* _Given task A_: Show every line of the records below that contains the word "wooden".

* _Text segment_:
▽

Question

if x=2-√3 ,then find value of ( x-1/x)^3

Answer 1

Answer:

$\large{\underline{\boxed{\sf - 24 \sqrt {3}}}}$

Step-by-step explanation:

Given that ;

x = 2 - √3

Now, find the value of 1/x.

$\sf x = 2 - \sqrt{3} \\ \\ \implies \sf \frac{1}{x} = \frac{1}{2 - \sqrt{3} } \times \frac{2 + \sqrt{3} }{2 + \sqrt{3} } \\ \\ \implies \sf \frac{1}{x} = \frac{2 + \sqrt{3} }{(2) {}^{2} - ( \sqrt{3}) {}^{2} } \\ \\ \implies \sf \frac{1}{x} = \frac{2 + \sqrt{3} }{4 - 3} \\ \\ \implies \sf \frac{1}{x} = 2 + \sqrt{3}$

Find the value of x - (1/x).

$\implies \sf x - \frac{1}{x} = 2 - \sqrt{3} -(2 + \sqrt{3} ) \\ \\ \implies \sf x - \frac{1}{x} = 2 - \sqrt{3} - 2 - \sqrt{3} \\ \\ \implies \sf x - \frac{1}{x} = - 2 \sqrt{3}$

Therefore,

$\implies \sf (x - \frac{1}{x} ) {}^{3} = ( - 2 \sqrt{3}) {}^{3} \\ \\ \implies \sf (x - \frac{1}{x} ) {}^{3} = - 24 \sqrt{3}$

Hence, the answer is (-24√3).

△

* _Listed entries_:
▽

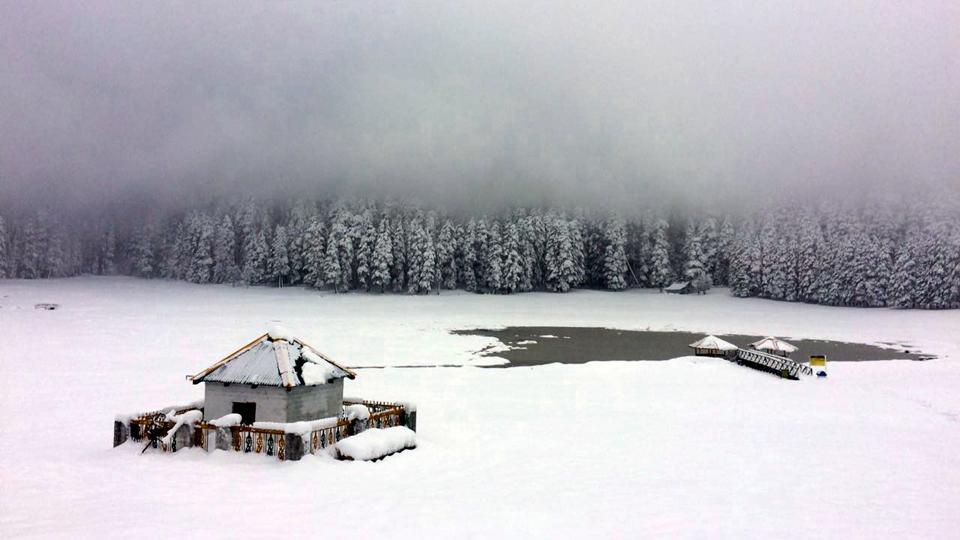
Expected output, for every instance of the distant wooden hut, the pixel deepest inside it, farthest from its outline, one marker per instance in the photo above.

△
▽

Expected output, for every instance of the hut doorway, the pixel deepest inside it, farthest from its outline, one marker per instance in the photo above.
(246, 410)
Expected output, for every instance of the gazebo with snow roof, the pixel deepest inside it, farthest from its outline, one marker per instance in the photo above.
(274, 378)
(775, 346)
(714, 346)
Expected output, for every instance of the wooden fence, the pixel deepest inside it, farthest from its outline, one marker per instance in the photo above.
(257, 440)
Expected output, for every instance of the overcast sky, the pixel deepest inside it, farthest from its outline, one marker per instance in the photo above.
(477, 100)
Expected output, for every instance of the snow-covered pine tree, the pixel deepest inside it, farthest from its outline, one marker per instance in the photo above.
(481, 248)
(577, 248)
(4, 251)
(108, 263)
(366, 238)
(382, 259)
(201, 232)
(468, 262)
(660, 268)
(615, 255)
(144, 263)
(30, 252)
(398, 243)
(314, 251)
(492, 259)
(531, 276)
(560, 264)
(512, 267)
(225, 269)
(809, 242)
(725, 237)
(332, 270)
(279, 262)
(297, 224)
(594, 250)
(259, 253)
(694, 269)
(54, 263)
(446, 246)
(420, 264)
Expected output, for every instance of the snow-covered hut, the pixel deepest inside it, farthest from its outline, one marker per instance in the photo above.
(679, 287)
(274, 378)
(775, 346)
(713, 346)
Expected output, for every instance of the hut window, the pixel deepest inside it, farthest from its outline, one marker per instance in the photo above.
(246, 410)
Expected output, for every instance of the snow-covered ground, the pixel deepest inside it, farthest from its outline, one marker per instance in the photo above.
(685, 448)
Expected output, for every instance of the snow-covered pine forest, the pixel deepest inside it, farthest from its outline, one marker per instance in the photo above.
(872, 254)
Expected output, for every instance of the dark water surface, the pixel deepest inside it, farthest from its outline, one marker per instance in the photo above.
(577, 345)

△

* _Given task B_: In the worked solution above, what does 1/x simplify to?

* _Result A_:
Expected output, for every instance of the distant wooden hut, the pixel deepest inside it, farthest from its outline, one marker per instance in the photo above.
Expected output, for every instance of the wooden fence, the pixel deepest inside it, farthest from its outline, one marker per instance in the photo above.

* _Result B_: 2 + √3